Parts of the exercise.
[a] Name every eminent person whom the extract on Zimbabwe and politicians' pay says was refused entry into Zimbabwe.
[b] Reproduce verbatim the part of the extract on Zimbabwe and politicians' pay that runs from "Any politician who claims" up to and including "cross people's minds.".
[c] Carry the extract on Zimbabwe and politicians' pay further, starting right after its final sentence.

As it is, we will be subjected to the legalised plunder of national resources through the current constitution office holders who will, at the end of the day, walk away with even bigger and mouth watering gratuities to turn the lesser mortals green with envy.


The issue of Zimbabwe is clearly getting out of hand. The refusal of entry into that country of eminent persons in the name of former US president Jimmy Carter, former UN Secretary General Kofi Annan and wife of former South African president Nelson Mandela, Graca Machel, shows that the Robert Mugabe administration is not committed to resolving the political impasse there.

Ever since the disputed elections in March and June this year, there has not been a proper running government in Zimbabwe with the result that the economy has all but collapsed, there are widespread food shortages and hospitals have run out of drugs and other materials essential for the running of a hospital.

It appears that Mugabe is well insulated from the suffering of the people because he is able to get foreign exchange to buy himself food and he is also able to be attended to by foreign doctors in foreign lands.

Disappointingly, even SADC has now been manipulated to the extent where they have now allowed the mockery of a show to continue while ordinary Zimbabweans sink into deeper despair.

Zimbabweans in the Diaspora are no longer able to send money to their kith and kin through Western Union simply because there is no money to pay them locally.

Mugabe, as all leaders in Africa, should swallow his proud and listen to the people he leads.



Yakima said...


Indeed it is paradoxical, where the only reasonable cause for surprise is that anyone would be surprised by developments. At the same time I would not say that there is nothing which the opposition could do if they wanted to, and that is not to accept the unreasonable increment.

Any politician who claims to be against the increases can demonstrate their opposition to the public quite clearly by giving the difference back to the treasury. I won't venture to suggest that any politician who does not do so is in fact, de facto, demonstrating their approval, but the possibility is bound to cross people's minds.

I expect that a generous public would not fault those who accepted out of genuine want, as not all who run for office need be independently wealthy or from small families. In fact don't such cases only better serve to illustrate the jealousy of already wealthy individuals who blithely accept salary inflation for themselves on the basis of their less fortunate colleagues needs?

Data records.
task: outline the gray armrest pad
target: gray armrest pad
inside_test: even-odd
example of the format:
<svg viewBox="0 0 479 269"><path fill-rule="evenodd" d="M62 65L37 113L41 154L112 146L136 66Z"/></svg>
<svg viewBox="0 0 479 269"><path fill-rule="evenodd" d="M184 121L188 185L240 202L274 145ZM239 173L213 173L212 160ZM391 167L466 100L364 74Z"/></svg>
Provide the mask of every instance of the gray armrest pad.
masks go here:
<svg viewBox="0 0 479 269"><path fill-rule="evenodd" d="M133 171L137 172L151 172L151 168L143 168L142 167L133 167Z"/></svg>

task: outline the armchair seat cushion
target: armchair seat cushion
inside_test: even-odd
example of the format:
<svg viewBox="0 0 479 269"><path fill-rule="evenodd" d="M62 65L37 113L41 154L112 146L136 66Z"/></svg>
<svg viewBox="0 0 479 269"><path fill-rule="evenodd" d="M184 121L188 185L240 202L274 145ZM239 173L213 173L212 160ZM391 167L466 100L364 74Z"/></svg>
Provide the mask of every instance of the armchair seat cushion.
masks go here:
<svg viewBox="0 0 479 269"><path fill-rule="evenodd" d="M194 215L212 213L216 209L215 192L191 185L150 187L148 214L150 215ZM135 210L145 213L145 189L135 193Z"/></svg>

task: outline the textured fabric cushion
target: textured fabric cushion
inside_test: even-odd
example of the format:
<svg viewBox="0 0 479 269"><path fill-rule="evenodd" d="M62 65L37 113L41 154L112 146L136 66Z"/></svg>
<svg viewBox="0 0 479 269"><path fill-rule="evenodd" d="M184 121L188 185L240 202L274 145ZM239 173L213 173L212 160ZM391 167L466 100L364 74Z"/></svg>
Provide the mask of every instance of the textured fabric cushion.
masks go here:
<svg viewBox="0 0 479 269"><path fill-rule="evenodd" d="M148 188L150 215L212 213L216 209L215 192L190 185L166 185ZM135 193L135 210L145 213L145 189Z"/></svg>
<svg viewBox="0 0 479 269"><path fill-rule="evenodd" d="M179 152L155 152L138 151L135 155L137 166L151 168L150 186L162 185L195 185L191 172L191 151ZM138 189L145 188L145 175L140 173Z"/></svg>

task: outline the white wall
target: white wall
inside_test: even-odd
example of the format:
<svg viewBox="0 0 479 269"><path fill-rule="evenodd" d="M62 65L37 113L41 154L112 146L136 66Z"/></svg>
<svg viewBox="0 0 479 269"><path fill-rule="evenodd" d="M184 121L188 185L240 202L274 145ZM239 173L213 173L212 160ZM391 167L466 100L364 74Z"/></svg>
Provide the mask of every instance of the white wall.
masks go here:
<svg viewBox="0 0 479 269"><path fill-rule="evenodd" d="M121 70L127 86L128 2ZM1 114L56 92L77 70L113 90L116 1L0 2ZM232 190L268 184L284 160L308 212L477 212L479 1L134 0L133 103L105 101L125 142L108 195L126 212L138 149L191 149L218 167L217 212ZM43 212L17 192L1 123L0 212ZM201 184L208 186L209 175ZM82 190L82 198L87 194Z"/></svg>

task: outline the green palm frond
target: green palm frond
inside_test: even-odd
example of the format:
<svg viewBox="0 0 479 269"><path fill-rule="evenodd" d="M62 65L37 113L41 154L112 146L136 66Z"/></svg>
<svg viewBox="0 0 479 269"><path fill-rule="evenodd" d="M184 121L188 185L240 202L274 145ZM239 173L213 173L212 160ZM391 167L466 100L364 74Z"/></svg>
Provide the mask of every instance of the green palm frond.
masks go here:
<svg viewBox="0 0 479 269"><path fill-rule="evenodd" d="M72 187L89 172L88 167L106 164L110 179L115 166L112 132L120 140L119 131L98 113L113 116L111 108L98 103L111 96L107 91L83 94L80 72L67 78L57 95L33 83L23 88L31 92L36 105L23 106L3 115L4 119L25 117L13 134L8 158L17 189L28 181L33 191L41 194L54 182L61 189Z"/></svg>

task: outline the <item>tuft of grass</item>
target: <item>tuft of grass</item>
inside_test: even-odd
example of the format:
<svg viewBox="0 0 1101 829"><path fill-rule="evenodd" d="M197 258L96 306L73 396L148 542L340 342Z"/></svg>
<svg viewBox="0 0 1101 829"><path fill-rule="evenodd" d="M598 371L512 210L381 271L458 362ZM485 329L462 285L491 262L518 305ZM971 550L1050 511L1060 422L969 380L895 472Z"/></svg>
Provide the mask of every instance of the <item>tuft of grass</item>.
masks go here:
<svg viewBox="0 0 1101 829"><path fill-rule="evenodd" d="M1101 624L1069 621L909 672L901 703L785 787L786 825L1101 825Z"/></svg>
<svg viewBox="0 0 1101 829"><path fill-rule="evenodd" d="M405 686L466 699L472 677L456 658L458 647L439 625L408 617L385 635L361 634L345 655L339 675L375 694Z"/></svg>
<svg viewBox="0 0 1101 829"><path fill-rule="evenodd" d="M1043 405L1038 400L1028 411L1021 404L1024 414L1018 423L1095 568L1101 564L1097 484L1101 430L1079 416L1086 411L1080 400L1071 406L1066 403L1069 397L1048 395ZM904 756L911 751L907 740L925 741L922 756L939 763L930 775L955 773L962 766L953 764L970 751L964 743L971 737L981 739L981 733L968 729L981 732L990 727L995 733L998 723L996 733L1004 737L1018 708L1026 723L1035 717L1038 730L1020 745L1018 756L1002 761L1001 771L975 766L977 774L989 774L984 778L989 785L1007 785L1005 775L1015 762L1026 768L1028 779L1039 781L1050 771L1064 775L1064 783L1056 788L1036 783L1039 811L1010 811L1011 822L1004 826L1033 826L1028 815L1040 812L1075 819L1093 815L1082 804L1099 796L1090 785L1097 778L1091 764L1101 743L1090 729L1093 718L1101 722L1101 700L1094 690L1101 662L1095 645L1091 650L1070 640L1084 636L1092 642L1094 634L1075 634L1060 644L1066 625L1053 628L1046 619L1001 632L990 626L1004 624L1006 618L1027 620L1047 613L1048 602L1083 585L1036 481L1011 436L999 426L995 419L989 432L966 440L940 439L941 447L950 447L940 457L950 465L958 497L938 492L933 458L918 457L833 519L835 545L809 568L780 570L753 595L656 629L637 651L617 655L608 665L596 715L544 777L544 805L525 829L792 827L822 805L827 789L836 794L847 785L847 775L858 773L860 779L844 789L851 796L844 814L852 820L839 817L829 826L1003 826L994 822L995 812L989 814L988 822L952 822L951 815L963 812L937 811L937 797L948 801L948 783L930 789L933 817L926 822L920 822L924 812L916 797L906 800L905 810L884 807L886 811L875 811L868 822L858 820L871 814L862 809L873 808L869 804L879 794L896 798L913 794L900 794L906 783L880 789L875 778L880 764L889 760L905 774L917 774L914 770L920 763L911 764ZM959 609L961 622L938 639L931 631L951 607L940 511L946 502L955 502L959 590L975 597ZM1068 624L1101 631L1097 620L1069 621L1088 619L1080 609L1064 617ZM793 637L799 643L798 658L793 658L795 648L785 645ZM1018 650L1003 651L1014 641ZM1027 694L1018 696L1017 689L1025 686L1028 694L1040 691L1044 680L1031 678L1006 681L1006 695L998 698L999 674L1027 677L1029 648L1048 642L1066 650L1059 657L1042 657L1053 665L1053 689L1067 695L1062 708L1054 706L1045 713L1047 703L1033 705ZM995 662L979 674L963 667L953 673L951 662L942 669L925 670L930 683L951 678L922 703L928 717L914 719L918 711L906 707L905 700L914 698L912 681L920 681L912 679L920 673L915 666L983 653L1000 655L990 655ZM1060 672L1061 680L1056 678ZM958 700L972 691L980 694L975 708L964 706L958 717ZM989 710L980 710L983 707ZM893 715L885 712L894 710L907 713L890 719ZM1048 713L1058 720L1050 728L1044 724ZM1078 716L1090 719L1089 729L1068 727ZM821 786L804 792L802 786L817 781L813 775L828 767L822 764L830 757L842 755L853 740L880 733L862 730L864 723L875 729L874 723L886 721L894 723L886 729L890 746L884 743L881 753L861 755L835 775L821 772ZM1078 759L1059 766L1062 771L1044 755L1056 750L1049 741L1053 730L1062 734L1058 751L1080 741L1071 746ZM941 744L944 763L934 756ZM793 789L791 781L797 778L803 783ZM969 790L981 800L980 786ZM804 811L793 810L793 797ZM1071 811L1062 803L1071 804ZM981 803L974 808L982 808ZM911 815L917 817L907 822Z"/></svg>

Solved tasks.
[a]
Jimmy Carter
Kofi Annan
Graca Machel

[b]
Any politician who claims to be against the increases can demonstrate their opposition to the public quite clearly by giving the difference back to the treasury. I won't venture to suggest that any politician who does not do so is in fact, de facto, demonstrating their approval, but the possibility is bound to cross people's minds.

[c]
All that is required is for someone to go first, contact their bank and instruct them to remit the increase back each month. After that we can reasonably judge everyone else involved by their example.

Unknown said...

Yakima (we add mbembe to my brother's son by the same name meaning "fighting stopped"),

I know that Enoch Kavindele, when he was Chingola Member of Parliament, and Dipak Patel, when he was Lusaka Central MP, had their parley incomes going to their constituencies. Whether any one of the current crop is capable of doing that, is a matter we may only speculate about.

Some MPs I know personally were at one time, down and out such that they would want to make up for what they missed then such that such a thought would not cross their minds.

It is the argument that some MPs left their businesses for public office and therefore deserve to be remunerated that way that I don't agree with. They should have stuck to their businesses. Period.

Unknown said...
This comment has been removed by the author.
Yakima said...


It seems that Mr. Leonard Hikaumba of ZCTU has roughly the same idea as I do, only his is better. Those opposed to the expenditure on salaries should put the excess to work on projects which they do approve of directly.

The vote of the majority has legally placed the excess into the hands of opposition members, to do with as they see fit. Time to put their money where their mouth is, so to speak.

I agree with you that it is quite ridiculous to complain that a job for which an MP campaigned against worthy opposition should suddenly become unacceptable due to a pay cut from their former salaries. It will be illuminating to see how such officials spend their self-proclaimed windfall.